— begin Material supplied —
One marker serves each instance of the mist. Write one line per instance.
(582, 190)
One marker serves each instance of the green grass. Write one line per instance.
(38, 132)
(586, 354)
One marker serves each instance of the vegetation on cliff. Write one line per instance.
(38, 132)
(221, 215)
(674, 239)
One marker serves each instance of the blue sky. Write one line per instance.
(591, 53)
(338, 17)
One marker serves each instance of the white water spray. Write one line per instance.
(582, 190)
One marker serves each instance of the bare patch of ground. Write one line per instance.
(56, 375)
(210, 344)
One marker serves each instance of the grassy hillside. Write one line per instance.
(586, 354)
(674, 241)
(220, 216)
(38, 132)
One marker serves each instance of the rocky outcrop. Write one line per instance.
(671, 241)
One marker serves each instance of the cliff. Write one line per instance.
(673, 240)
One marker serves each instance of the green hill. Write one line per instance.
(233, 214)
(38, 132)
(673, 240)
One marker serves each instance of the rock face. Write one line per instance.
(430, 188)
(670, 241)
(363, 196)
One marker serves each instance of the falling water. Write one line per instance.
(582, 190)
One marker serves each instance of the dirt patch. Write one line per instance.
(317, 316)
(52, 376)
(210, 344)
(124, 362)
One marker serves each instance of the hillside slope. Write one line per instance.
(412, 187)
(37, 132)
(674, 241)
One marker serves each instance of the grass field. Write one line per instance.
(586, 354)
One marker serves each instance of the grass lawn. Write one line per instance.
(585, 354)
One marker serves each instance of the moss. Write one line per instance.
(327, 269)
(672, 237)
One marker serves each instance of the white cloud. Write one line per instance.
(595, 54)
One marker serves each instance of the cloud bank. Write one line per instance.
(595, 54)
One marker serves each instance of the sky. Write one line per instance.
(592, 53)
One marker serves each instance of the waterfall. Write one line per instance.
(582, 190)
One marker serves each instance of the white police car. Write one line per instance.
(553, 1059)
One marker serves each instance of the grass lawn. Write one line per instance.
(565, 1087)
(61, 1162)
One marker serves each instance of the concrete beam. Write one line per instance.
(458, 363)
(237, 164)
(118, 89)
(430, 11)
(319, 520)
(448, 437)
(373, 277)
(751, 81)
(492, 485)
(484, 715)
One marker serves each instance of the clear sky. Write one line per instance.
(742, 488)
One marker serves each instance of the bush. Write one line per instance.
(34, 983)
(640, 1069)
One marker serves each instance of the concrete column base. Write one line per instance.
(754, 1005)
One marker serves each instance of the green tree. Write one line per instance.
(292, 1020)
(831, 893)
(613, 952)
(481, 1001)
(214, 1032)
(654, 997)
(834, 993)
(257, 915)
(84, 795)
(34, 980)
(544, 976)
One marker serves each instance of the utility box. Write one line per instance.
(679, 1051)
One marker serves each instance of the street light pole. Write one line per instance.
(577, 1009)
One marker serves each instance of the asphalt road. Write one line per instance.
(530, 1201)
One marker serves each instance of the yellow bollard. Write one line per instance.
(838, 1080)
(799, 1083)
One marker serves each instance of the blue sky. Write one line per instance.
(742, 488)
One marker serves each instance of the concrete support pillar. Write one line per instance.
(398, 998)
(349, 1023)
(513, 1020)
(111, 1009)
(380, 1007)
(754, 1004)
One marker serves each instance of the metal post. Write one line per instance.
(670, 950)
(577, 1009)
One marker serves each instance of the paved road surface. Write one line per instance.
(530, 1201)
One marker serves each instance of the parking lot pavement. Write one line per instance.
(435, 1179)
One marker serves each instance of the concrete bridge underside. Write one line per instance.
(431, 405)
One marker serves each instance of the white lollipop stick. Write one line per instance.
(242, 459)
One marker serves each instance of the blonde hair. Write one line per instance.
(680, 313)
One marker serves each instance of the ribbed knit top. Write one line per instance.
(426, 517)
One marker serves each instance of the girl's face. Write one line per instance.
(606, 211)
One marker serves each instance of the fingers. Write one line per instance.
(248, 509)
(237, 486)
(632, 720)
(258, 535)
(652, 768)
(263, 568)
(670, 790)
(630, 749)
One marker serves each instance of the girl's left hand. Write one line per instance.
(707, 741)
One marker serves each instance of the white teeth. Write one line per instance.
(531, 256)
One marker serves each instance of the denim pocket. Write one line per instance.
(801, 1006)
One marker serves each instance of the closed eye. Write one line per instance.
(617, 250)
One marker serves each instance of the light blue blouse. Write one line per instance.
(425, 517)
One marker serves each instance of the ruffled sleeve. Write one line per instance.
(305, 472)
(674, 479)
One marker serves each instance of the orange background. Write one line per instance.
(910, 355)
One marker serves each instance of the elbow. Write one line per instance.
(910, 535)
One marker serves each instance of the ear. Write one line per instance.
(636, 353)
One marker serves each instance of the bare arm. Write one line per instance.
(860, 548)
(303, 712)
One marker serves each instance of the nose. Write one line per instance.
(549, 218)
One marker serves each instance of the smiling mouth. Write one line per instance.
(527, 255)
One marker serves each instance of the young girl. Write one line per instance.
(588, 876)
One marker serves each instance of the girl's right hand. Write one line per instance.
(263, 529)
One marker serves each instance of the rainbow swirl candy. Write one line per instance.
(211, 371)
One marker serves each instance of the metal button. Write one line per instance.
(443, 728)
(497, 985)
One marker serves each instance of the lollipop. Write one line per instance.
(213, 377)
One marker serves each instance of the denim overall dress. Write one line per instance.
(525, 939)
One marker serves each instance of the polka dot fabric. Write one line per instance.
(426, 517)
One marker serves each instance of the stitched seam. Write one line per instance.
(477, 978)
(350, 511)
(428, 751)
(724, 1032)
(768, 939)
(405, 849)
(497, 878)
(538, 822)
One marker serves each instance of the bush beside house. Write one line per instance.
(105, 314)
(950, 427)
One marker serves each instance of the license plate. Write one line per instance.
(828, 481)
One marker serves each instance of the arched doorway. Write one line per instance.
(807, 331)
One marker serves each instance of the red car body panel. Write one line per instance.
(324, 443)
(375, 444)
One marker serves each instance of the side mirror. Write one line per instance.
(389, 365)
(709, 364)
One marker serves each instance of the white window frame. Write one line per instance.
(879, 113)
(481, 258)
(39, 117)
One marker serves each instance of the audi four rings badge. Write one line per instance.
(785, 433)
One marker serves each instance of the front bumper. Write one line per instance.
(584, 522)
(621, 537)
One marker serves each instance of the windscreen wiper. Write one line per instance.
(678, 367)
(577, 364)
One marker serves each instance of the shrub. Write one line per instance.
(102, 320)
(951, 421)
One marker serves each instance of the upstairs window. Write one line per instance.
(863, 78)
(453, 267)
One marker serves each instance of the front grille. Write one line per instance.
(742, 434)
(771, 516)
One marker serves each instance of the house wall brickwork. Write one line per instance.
— end Material supplied —
• **Aim**:
Turn every line of the listing above into a numbered list, leaving out any blank lines.

• **The result**:
1. One marker serves each instance of the mist. Write one line per instance.
2. (582, 190)
3. One marker serves each instance of the green grass. Write one line per instance.
4. (38, 132)
5. (586, 354)
6. One marker serves each instance of the vegetation on cliff. Write one line per instance.
7. (38, 132)
8. (221, 215)
9. (674, 239)
10. One marker serves each instance of the blue sky. Write one line per instance.
11. (591, 53)
12. (338, 17)
13. One marker serves each instance of the white water spray. Write one line per instance.
14. (582, 190)
15. One marker serves each instance of the bare patch of ground. Write one line per instance.
16. (56, 375)
17. (210, 344)
18. One marker serves each instance of the grassy hillside. Write one line per instance.
19. (586, 354)
20. (674, 241)
21. (220, 216)
22. (38, 132)
23. One marker serves each instance of the rocky outcrop. Write one line per instance.
24. (671, 241)
25. One marker serves each instance of the cliff. Write one line per instance.
26. (673, 240)
27. One marker serves each instance of the green hill. Write one line per instance.
28. (233, 214)
29. (38, 132)
30. (673, 240)
31. One marker serves each instance of the rock face. Write one line per instance.
32. (430, 188)
33. (670, 241)
34. (363, 196)
35. One marker serves each instance of the falling water. Write one line per instance.
36. (582, 190)
37. One marker serves each instance of the dirt patch. Write one line per instance.
38. (317, 316)
39. (52, 376)
40. (210, 344)
41. (124, 362)
42. One marker serves each instance of the hillside slope. Write one line per instance.
43. (412, 187)
44. (37, 132)
45. (674, 241)
46. One marker serves each instance of the grass field. Write one line per instance.
47. (586, 354)
48. One marker serves each instance of the grass lawn. Write one line per instance.
49. (585, 354)
50. One marker serves each instance of the moss. Write one line per instance.
51. (327, 269)
52. (672, 237)
53. One marker serves each instance of the white cloud. Write one line per instance.
54. (595, 54)
55. One marker serves each instance of the cloud bank. Write one line per instance.
56. (595, 54)
57. One marker serves each instance of the sky. Write one line per instance.
58. (592, 53)
59. One marker serves each instance of the waterfall. Write one line per instance.
60. (582, 190)
61. One marker serves each instance of the white police car. Write one line per instance.
62. (553, 1059)
63. One marker serves each instance of the grass lawn. Write one line per instance.
64. (565, 1087)
65. (61, 1162)
66. One marker serves each instance of the concrete beam. Write one line per instance.
67. (458, 363)
68. (237, 164)
69. (118, 89)
70. (430, 11)
71. (319, 520)
72. (448, 437)
73. (373, 277)
74. (751, 81)
75. (492, 485)
76. (484, 715)
77. One marker serves each instance of the clear sky. Write one line per instance.
78. (742, 488)
79. One marker serves each instance of the bush. Write one line per instance.
80. (34, 983)
81. (640, 1069)
82. One marker serves each instance of the concrete column base. Write one line per instance.
83. (754, 1005)
84. One marker serves each instance of the green tree. Write one line per instance.
85. (292, 1020)
86. (831, 893)
87. (613, 952)
88. (481, 1001)
89. (214, 1032)
90. (654, 997)
91. (834, 993)
92. (257, 915)
93. (84, 795)
94. (34, 980)
95. (544, 976)
96. One marker serves each instance of the utility box. Write one line per instance.
97. (679, 1051)
98. One marker serves each instance of the street light pole. Write one line per instance.
99. (577, 1009)
100. One marker serves each instance of the asphalt road. Write one line per instance.
101. (530, 1201)
102. One marker serves each instance of the yellow bollard. Write one line per instance.
103. (838, 1080)
104. (799, 1083)
105. One marker serves each instance of the blue sky. Write one line per instance.
106. (742, 488)
107. One marker serves each instance of the concrete support pillar. Write one line per instance.
108. (398, 998)
109. (349, 1023)
110. (513, 1020)
111. (111, 1009)
112. (380, 1007)
113. (754, 1004)
114. One marker serves each instance of the metal post. Write one line per instance.
115. (670, 950)
116. (577, 1009)
117. One marker serves each instance of the paved road surface. Write one line per instance.
118. (530, 1201)
119. One marker serves each instance of the parking lot pavement. Write one line per instance.
120. (435, 1179)
121. One marker serves each instance of the concrete bridge underside. Write one line per instance.
122. (431, 405)
123. One marker serves each instance of the white lollipop stick. Write one line per instance.
124. (242, 459)
125. One marker serves each instance of the blonde hair. Write one line per instance.
126. (680, 313)
127. One marker serves each instance of the ribbed knit top. Write one line per instance.
128. (426, 517)
129. One marker serves each instance of the girl's face. Write one line per instance.
130. (606, 211)
131. One marker serves each instance of the fingers. Write one line per instance.
132. (248, 509)
133. (237, 486)
134. (632, 720)
135. (258, 535)
136. (652, 768)
137. (263, 568)
138. (670, 790)
139. (630, 749)
140. One marker serves each instance of the girl's left hand. Write one line per instance.
141. (707, 741)
142. One marker serves each instance of the white teeth. Write one line per instance.
143. (531, 256)
144. One marker serves each instance of the denim pocket. Write one line per instance.
145. (801, 1006)
146. One marker serves each instance of the closed eye. Write one line per instance.
147. (617, 250)
148. One marker serves each instance of the light blue blouse. Write one line per instance.
149. (425, 517)
150. One marker serves each instance of the ruffled sleeve. Write one line per instance.
151. (305, 472)
152. (674, 479)
153. One marker serves each instance of the orange background. Write one line per instance.
154. (910, 355)
155. One marker serves each instance of the elbow. Write one line per instance.
156. (910, 535)
157. One marker serves each instance of the ear. Write one line per instance.
158. (636, 353)
159. One marker serves each instance of the bare arm. Write one line per instance.
160. (860, 548)
161. (303, 712)
162. One marker serves each instance of the nose. Write one line per instance.
163. (549, 218)
164. One marker serves each instance of the smiling mouth. Write one line per instance.
165. (527, 255)
166. One marker serves each instance of the young girl. Write one line per instance.
167. (588, 876)
168. One marker serves each instance of the girl's right hand. Write one line per instance.
169. (263, 529)
170. One marker serves each instance of the rainbow swirl candy. Write one line per instance.
171. (211, 371)
172. One marker serves each instance of the metal button. Write one line per instance.
173. (443, 728)
174. (497, 985)
175. One marker serves each instance of the lollipop. Write one line per instance.
176. (213, 377)
177. One marker serves each instance of the denim overall dress. Write one line per instance.
178. (525, 939)
179. One marker serves each instance of the polka dot fabric. Write one line per instance.
180. (426, 517)
181. One marker serves each instance of the stitched seam. Write one line per instance.
182. (477, 978)
183. (350, 511)
184. (428, 751)
185. (724, 1032)
186. (768, 939)
187. (405, 849)
188. (497, 878)
189. (538, 822)
190. One marker serves each instance of the bush beside house. Write one line per instance.
191. (105, 314)
192. (950, 427)
193. One marker serves each instance of the license plate. Write one line per instance.
194. (828, 481)
195. One marker serves each instance of the arched doorway. Write one line per instance.
196. (807, 331)
197. One marker serves each instance of the red car body panel. Write one line per instance.
198. (324, 443)
199. (375, 444)
200. One marker serves each instance of the side mirror. Write one line per instance.
201. (389, 365)
202. (709, 364)
203. One marker serves each instance of the white window frame. Write one line per instance.
204. (879, 113)
205. (481, 258)
206. (39, 117)
207. One marker serves each instance of the audi four rings badge. Write one line per instance.
208. (785, 433)
209. One marker serves each instance of the front bumper. Write one line per instance.
210. (584, 522)
211. (621, 537)
212. One marker serves each instance of the windscreen wiper. Write one line per instance.
213. (678, 367)
214. (577, 364)
215. One marker serves each instance of the shrub. Write one line per instance.
216. (102, 320)
217. (951, 421)
218. One marker serves each instance of the upstairs window. Write one line per instance.
219. (863, 78)
220. (453, 267)
221. One marker serves each instance of the front grille. Write one line per instance.
222. (742, 434)
223. (771, 516)
224. One marker serves each instance of the house wall brickwork. Write one line per instance.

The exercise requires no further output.